Records
· · · · ·

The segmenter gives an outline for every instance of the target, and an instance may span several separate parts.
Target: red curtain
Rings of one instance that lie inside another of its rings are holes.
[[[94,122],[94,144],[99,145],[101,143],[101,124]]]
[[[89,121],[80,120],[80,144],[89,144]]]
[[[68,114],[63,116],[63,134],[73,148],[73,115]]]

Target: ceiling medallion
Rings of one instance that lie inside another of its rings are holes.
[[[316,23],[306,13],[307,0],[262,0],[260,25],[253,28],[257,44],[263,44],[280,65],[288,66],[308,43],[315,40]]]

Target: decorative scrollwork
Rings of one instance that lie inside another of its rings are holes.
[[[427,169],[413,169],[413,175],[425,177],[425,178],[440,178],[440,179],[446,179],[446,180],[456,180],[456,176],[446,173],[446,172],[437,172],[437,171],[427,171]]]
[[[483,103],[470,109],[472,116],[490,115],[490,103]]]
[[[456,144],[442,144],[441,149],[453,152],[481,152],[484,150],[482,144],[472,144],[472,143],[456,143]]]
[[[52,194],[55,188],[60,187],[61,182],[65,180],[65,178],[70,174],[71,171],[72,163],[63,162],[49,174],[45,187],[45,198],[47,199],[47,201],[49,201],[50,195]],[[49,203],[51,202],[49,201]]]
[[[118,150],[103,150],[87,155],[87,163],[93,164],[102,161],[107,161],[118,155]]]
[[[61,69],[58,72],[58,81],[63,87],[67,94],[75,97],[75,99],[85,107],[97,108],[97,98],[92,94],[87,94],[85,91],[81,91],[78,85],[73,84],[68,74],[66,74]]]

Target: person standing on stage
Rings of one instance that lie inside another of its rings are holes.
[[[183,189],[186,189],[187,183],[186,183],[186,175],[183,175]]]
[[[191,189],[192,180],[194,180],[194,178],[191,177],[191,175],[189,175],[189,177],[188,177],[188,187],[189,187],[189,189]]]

· · · · ·

### [Aim]
Copy out the records exactly, starting with the line containing "Target: person standing on stage" and continuing through the last line of the records.

### [Written answer]
Target: person standing on stage
Rings of one instance that lie inside another of its rings are holes.
[[[183,189],[186,189],[187,183],[186,183],[186,175],[183,175]]]
[[[191,189],[192,180],[194,180],[194,178],[191,177],[191,175],[189,175],[189,177],[188,177],[188,187],[189,187],[189,189]]]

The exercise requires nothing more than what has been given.